**Exercises to complete**:
- a) Answer these questions from the passage on special leave applications:
(i) Which two provisions does the quoted ruling in MINING & CONSTRUCTION LIMITED v ANGLOGOLD name as the basis of the Court's discretion?
(ii) Which judge is quoted from KOTEY v KOLETEY?
(iii) What does the passage give as the rationale behind granting such applications?
- b) In the passage on special leave applications, turn the paragraph that opens "Commenting on special leave applications" into a short bulleted list that keeps its main facts.
- c) Carry on the passage on special leave applications from its final sentence.

**Quoted text**:

I wish to recall a statement I made in my ruling concerning special leave applications in the case of MINING & CONSTRUCTION LIMITED v ANGLOGOLD; (CIVIL MOTION NO. J8/68/2016, dated 19/05/2016): “The authorities have made it clear that the discretion of the Court in entertaining such applications under article 131(2) of the Constitution, 1992 and rule 7(4) of C.I. 16 is a perfectly free one, unlimited by any rules of procedure. The only question that confronts the Court for an answer when considering such applications is; whether upon the facts of the particular case or the case in question, the discretion should be exercised in applicant’s favour”.
Commenting on special leave applications in the case of KOTEY v KOLETEY  SCGLR 417 at page 422-423, Bamford Adoo, JSC said: “This leave is under section 4(5) of the Courts Act, 1993 [Act 459], not subject to any condition of appeal under the rules of court, i.e. [C.I. 16]. It is a special favour which is given to litigants who have good and valid appeals”. The rationale behind the grant of such applications is basically to prevent the denial or failure of justice.

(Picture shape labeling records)
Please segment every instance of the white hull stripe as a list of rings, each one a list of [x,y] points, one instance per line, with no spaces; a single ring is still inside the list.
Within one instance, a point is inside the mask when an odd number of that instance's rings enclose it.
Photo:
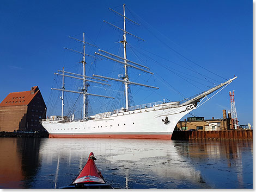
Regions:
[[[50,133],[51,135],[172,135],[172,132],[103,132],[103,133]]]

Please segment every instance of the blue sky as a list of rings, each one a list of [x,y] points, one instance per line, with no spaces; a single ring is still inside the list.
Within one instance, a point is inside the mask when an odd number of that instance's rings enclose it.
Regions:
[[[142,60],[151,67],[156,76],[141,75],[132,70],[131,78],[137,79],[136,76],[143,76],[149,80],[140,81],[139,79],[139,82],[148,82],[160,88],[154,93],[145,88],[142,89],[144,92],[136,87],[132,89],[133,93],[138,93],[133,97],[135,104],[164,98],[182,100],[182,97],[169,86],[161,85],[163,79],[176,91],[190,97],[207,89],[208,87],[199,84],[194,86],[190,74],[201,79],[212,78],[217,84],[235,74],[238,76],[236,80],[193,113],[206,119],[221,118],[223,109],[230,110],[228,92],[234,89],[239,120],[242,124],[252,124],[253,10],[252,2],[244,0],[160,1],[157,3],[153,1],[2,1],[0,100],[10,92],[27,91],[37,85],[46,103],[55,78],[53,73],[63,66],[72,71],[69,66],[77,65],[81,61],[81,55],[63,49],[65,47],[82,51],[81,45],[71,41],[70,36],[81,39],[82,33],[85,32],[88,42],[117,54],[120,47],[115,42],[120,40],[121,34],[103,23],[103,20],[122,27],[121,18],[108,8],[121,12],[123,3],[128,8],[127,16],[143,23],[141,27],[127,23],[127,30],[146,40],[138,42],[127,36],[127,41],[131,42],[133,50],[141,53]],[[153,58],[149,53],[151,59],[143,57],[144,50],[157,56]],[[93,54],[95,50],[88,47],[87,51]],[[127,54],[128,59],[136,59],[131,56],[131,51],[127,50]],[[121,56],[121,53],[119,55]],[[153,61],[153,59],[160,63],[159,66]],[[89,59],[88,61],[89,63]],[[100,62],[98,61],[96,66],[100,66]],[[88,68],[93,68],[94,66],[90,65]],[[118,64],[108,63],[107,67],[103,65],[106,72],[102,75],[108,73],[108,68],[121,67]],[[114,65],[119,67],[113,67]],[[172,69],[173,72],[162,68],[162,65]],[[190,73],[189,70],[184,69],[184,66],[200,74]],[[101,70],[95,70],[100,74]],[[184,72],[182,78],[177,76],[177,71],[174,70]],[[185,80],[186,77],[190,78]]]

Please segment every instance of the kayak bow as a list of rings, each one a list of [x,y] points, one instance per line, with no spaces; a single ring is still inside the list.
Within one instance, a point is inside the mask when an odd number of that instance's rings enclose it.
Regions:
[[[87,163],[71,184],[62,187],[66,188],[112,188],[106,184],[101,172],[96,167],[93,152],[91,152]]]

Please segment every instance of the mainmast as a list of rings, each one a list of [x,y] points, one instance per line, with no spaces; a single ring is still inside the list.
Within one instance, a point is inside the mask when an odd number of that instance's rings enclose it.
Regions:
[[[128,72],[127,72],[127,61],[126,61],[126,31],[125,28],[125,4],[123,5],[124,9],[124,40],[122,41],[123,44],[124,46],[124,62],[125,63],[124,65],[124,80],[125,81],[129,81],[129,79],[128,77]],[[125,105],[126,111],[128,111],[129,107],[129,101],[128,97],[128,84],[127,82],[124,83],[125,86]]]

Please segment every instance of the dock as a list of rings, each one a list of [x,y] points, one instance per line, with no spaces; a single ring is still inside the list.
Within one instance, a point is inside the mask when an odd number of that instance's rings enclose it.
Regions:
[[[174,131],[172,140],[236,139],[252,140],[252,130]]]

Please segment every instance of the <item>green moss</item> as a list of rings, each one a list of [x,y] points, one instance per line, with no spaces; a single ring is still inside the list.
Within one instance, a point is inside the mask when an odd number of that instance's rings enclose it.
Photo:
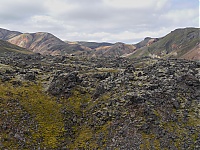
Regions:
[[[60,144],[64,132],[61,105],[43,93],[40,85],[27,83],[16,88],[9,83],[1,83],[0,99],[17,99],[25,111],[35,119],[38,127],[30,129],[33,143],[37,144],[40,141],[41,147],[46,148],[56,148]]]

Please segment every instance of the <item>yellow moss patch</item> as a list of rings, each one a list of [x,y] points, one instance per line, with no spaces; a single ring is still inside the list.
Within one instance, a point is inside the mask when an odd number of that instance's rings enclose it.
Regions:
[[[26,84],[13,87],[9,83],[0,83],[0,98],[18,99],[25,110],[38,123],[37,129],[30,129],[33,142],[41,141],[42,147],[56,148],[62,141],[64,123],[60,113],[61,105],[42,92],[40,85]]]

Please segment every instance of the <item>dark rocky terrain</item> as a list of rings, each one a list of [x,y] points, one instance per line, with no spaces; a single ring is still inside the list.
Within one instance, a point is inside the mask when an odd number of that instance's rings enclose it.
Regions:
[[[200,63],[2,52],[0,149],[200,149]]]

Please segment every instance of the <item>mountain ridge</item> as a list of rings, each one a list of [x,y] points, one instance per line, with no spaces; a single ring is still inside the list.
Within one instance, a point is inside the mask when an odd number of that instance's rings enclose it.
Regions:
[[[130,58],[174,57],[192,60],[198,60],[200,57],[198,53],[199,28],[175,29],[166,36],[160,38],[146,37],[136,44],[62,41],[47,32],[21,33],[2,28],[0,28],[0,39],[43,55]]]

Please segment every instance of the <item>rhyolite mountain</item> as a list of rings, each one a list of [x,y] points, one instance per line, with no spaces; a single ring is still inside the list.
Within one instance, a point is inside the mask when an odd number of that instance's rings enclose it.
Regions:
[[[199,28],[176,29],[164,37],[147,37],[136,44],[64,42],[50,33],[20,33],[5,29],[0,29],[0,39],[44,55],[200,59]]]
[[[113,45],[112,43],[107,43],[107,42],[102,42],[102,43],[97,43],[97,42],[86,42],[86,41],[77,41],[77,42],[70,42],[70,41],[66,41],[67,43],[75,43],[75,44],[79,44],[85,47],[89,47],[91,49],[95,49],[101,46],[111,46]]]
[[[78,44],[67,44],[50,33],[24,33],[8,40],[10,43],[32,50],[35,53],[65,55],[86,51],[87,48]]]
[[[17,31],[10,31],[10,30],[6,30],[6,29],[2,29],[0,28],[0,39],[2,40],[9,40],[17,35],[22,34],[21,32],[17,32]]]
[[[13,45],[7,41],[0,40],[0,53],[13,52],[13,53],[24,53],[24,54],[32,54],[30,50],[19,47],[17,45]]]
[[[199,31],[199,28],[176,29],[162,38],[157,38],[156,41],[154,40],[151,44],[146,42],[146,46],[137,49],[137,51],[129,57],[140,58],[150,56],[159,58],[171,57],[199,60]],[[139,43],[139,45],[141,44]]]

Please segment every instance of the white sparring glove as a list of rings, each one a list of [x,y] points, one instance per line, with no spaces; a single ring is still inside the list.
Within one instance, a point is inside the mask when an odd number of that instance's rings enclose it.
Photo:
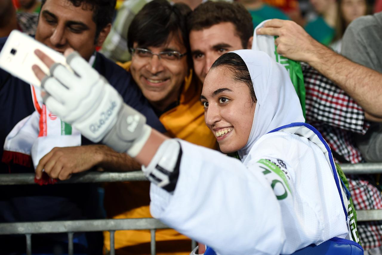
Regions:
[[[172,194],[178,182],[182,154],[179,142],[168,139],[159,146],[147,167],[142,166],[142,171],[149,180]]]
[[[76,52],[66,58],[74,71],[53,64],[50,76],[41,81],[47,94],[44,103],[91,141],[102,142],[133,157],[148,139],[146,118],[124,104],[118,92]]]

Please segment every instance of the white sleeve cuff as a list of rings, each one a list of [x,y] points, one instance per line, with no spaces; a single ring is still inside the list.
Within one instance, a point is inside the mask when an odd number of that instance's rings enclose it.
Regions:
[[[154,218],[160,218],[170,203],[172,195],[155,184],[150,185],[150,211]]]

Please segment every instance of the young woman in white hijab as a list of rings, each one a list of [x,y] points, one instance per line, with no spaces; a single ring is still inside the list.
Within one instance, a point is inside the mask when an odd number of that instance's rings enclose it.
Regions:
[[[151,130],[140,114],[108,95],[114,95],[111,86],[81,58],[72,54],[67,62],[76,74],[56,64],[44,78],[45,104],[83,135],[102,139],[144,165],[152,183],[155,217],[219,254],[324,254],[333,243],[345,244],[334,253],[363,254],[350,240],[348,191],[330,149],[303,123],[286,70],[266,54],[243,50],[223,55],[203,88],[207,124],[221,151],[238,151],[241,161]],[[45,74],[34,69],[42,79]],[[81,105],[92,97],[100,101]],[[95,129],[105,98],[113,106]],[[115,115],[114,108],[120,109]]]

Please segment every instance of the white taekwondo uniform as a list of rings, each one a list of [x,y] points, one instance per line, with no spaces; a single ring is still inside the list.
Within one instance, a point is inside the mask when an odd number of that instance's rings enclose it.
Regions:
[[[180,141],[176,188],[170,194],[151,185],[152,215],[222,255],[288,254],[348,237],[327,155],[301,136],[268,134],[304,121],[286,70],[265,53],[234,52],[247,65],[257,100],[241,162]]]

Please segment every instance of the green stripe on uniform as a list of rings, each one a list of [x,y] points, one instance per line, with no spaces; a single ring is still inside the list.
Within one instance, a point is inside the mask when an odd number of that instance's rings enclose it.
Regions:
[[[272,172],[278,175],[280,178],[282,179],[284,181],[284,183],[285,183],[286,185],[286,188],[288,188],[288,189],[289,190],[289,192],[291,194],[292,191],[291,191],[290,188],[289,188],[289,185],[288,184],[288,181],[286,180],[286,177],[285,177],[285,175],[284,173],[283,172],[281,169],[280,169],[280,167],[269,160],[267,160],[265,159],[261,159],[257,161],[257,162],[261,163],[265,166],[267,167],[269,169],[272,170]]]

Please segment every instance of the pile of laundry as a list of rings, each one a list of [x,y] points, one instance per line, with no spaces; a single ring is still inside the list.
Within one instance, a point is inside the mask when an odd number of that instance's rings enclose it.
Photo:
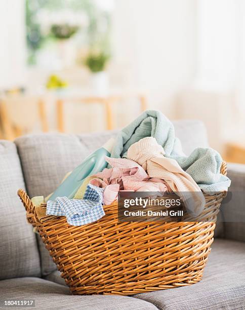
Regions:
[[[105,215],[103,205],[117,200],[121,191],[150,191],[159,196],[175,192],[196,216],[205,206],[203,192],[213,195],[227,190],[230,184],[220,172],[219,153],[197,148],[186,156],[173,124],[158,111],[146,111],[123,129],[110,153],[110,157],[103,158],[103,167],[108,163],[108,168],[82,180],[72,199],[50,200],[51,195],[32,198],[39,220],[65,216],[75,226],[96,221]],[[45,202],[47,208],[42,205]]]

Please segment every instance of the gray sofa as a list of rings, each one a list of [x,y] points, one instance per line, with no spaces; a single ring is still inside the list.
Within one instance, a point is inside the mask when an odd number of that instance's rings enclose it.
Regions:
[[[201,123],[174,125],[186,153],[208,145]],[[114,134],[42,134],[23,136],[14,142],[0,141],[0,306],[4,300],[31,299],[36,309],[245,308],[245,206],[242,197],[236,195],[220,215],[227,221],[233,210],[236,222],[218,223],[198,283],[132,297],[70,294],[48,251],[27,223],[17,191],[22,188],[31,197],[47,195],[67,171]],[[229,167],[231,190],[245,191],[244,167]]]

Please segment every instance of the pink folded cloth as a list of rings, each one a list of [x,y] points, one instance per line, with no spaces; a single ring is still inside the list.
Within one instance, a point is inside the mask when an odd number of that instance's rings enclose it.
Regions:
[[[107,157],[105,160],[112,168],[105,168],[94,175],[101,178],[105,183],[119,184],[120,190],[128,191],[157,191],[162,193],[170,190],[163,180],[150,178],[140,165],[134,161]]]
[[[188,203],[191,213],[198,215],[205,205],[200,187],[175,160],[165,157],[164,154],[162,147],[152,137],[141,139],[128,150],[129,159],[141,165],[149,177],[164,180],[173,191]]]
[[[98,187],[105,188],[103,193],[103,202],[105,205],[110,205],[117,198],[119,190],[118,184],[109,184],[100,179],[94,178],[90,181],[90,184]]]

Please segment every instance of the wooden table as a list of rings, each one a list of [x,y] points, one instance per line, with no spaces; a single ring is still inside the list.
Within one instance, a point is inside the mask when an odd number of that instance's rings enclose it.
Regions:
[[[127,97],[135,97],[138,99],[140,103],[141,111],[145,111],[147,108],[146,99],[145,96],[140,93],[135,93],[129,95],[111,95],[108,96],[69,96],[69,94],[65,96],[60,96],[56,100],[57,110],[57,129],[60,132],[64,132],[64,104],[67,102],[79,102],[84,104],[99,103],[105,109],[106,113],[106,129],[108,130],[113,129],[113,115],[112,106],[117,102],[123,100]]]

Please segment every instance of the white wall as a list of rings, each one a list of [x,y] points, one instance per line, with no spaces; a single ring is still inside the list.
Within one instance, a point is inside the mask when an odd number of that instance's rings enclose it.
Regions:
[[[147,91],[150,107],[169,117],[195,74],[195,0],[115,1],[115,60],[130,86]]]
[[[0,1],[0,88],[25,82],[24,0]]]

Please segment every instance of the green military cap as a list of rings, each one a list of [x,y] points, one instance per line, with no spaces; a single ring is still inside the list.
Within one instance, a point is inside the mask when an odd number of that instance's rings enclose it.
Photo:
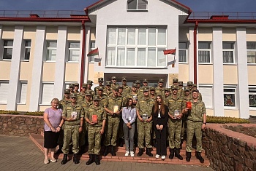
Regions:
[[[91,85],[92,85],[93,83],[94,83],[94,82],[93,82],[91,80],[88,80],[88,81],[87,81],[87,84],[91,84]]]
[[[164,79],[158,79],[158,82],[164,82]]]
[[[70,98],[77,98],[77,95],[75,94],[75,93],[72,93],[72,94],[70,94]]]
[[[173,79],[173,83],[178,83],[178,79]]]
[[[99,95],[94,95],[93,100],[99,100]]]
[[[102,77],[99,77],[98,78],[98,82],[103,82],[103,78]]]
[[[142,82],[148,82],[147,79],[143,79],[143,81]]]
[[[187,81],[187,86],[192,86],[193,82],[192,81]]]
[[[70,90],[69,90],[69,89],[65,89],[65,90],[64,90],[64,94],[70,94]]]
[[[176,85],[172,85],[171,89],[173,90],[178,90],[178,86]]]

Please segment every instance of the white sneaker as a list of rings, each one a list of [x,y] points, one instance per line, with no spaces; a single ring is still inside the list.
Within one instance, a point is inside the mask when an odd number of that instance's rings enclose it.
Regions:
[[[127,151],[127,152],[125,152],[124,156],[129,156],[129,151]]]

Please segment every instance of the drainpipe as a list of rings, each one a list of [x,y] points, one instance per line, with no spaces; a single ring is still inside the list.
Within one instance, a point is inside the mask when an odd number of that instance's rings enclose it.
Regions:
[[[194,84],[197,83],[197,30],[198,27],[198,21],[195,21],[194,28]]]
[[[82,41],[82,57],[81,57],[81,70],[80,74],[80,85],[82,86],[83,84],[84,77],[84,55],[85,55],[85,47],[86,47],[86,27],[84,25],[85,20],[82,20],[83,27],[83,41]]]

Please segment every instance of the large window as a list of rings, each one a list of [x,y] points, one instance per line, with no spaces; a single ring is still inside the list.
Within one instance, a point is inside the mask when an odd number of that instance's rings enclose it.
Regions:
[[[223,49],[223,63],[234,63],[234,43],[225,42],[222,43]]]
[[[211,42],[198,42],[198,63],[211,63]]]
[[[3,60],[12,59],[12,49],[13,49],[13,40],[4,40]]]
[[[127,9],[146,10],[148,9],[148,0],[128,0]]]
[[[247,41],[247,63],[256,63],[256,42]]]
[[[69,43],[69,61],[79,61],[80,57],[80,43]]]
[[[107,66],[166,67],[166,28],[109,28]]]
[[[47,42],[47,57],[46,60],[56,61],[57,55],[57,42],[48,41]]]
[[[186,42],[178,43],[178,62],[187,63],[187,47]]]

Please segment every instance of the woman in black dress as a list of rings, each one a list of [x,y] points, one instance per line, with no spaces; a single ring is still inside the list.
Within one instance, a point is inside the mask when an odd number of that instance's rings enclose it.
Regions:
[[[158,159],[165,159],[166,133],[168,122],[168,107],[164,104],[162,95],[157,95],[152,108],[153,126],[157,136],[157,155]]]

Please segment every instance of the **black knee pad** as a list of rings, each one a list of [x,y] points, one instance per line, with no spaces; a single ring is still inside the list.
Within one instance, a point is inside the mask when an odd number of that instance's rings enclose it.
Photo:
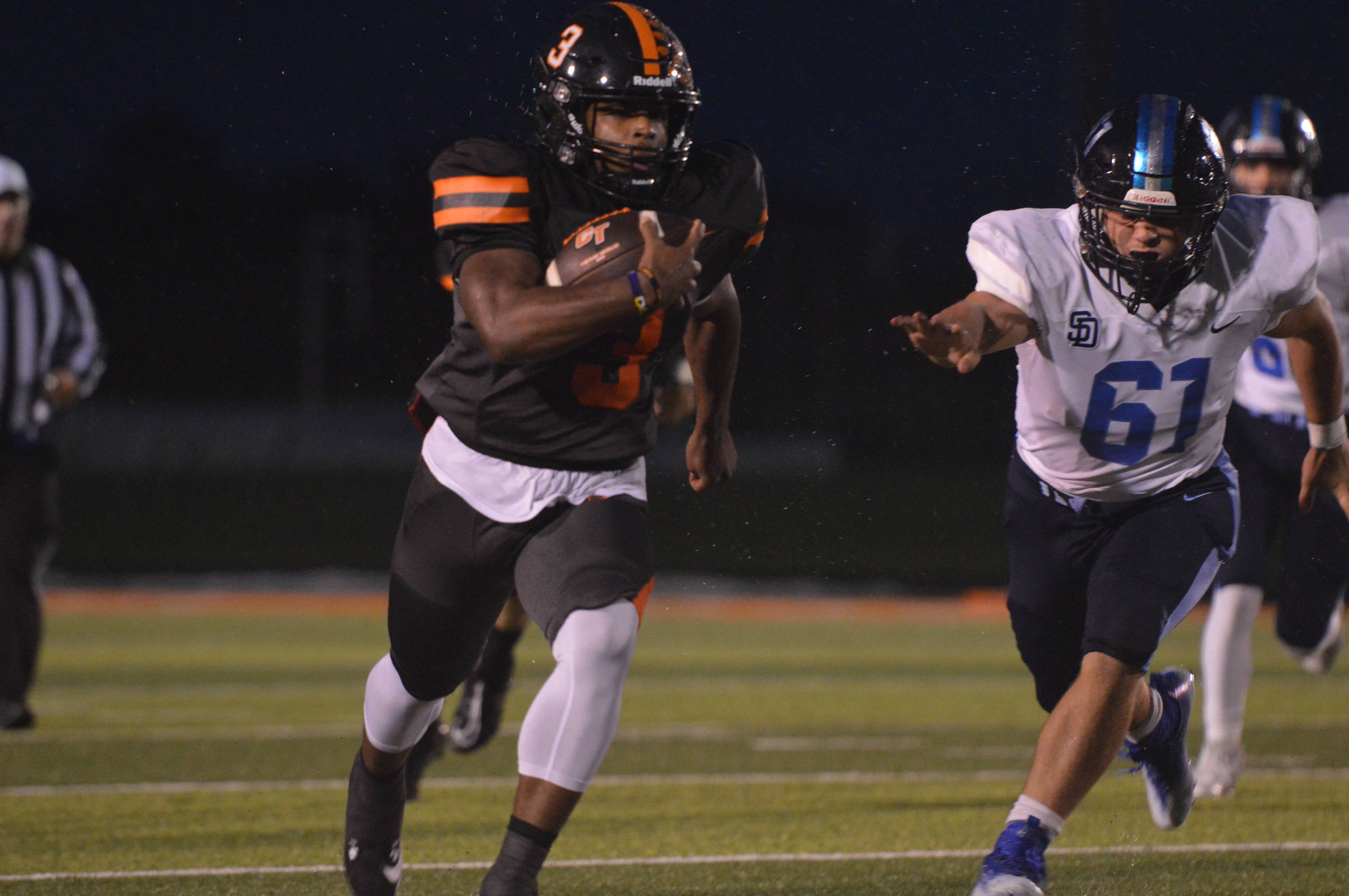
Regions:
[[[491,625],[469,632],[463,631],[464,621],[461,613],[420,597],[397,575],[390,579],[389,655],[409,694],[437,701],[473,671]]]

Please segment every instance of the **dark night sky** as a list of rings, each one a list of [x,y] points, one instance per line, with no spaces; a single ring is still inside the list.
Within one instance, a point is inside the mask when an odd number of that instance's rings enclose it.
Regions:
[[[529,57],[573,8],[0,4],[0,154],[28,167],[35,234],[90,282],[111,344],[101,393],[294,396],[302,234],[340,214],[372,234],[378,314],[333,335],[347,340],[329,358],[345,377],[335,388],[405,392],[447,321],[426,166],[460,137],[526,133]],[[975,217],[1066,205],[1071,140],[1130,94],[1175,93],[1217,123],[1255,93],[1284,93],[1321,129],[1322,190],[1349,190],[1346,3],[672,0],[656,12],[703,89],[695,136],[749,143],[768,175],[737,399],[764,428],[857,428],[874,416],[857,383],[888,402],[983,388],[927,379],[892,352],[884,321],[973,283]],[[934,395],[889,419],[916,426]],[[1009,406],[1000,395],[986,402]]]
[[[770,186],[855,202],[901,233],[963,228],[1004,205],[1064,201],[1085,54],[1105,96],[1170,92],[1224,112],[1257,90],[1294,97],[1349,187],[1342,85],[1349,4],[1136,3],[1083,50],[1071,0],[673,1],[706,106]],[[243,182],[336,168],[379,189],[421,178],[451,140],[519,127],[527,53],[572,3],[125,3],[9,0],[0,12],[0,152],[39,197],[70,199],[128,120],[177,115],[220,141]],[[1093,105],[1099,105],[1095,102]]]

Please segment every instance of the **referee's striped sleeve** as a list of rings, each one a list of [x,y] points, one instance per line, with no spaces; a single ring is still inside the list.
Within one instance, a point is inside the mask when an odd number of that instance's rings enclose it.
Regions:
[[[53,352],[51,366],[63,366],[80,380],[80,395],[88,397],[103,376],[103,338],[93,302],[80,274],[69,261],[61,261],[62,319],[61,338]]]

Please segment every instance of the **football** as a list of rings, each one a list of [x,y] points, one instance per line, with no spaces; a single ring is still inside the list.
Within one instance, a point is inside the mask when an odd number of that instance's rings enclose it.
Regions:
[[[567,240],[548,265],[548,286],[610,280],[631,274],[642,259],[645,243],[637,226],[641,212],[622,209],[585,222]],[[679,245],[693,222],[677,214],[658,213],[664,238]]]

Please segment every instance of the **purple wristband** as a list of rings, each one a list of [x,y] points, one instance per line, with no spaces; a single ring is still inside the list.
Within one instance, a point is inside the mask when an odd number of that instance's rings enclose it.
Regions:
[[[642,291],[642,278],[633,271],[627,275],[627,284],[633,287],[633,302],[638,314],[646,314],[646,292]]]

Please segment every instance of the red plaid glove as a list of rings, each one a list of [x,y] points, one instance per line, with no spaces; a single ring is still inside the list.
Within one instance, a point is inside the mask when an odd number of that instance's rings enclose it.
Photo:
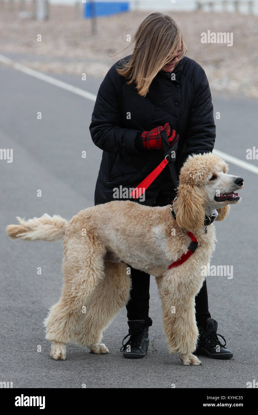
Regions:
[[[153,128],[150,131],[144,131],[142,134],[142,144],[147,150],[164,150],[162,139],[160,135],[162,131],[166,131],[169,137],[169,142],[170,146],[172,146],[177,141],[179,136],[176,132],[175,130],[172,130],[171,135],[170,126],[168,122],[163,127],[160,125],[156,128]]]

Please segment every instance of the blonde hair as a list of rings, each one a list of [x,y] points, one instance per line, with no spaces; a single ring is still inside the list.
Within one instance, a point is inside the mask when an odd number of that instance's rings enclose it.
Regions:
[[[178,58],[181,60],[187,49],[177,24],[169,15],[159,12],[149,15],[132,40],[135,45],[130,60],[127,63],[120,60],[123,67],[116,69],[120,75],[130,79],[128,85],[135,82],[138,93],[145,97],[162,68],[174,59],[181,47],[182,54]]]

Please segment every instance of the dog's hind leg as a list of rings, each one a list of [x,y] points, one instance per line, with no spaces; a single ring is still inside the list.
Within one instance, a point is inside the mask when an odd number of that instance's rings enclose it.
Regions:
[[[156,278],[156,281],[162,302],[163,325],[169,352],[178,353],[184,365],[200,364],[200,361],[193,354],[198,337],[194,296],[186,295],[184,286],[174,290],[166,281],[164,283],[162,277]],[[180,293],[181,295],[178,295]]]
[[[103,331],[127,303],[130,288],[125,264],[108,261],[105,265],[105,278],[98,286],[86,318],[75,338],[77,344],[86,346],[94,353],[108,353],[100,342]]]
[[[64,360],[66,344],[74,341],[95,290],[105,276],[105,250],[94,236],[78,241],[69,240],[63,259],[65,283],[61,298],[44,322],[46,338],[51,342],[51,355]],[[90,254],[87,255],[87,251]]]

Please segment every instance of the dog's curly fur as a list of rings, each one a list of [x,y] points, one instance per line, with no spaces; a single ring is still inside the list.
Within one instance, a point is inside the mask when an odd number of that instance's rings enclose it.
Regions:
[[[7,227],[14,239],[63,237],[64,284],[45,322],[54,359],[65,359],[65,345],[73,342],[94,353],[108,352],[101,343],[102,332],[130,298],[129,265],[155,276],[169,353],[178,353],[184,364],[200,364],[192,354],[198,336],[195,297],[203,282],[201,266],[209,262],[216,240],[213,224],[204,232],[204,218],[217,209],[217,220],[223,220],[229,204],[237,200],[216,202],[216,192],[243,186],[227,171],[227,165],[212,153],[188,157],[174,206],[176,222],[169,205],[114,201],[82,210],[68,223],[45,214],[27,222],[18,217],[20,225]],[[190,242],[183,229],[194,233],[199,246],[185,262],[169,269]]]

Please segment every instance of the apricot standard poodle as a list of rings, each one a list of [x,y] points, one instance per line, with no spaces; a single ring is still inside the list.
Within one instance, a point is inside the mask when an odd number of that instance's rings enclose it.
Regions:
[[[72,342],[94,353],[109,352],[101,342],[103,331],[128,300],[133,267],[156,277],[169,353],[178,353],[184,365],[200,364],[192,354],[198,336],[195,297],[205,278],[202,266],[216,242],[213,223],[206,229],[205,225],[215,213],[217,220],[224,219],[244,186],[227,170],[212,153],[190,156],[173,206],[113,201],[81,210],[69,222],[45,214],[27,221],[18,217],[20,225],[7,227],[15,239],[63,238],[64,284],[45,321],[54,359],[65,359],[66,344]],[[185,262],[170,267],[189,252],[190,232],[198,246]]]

**Solved problems**:
- a)
(i) Article 131(2) of the Constitution, 1992 and rule 7(4) of C.I. 16.
(ii) Bamford Adoo, JSC.
(iii) To prevent the denial or failure of justice.

- b)
- Case: KOTEY v KOLETEY, SCGLR 417 at pages 422-423; Bamford Adoo, JSC, commented on special leave applications.
- The leave falls under section 4(5) of the Courts Act, 1993 [Act 459].
- It is not subject to any condition of appeal under the rules of court (C.I. 16).
- It is a special favour given to litigants who have good and valid appeals.
- Its grant is meant mainly to prevent the denial or failure of justice.

- c)
The questions to consider in this application are:
- Would the applicant be denied justice if the application is refused?
- Has the applicant demonstrated, through his affidavit in support and the proposed grounds of appeal that there would be failure of justice if his application is not granted?
It appears to me that article 131(1) of the Constitution, 1992 does not cover proceedings from the Disciplinary Committee of the General Legal Council (GLC), which de facto, is not a lower court as defined under section 39 of the Courts Act, 1993 [Act 459]. Article 126 (1) of the Constitution, 1992 provides: “The judiciary shall consist of (a) the Superior Court of Judicature comprising; (i) the Supreme Court; (ii) the Court of Appeal; and (iii) the High Court and Regional Tribunals; (b) such lower courts or tribunals as Parliament may by law establish”. Pursuant to paragraph (b) of clause (1) of article 126 of the Constitution quoted above, Parliament passed the Courts Act, [Act 459] in 1993. Section 39 of Act 459 established the following as the lower courts of Ghana in addition to the Superior Courts created by the Constitution:
- Circuit Courts;
- District Courts;
- Juvenile Courts; and
- The National House of Chiefs, Regional Houses of Chiefs and Traditional Councils, to adjudicate over causes or matters affecting chieftaincy.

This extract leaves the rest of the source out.